Start of MATERIAL SUPPLIED

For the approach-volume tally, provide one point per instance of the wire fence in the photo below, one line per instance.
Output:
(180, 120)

End of MATERIAL SUPPLIED
Start of MATERIAL SUPPLIED

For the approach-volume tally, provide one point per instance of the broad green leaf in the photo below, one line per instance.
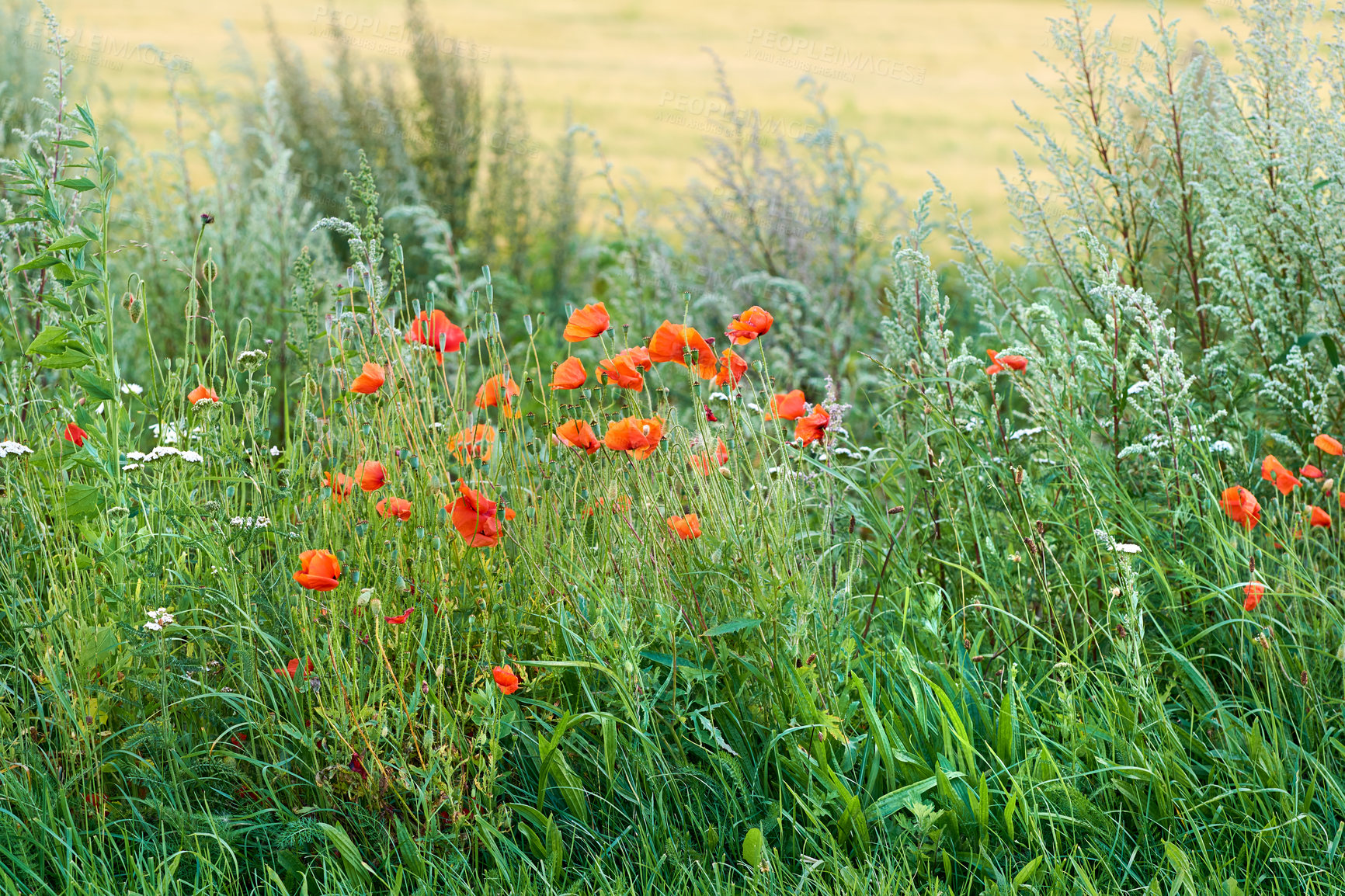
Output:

End of MATERIAL SUPPLIED

TASK BRIEF - Scanning the data above, count the lines in which the string "tally" occurs and state only the count.

SOLUTION FOR THIS TASK - 2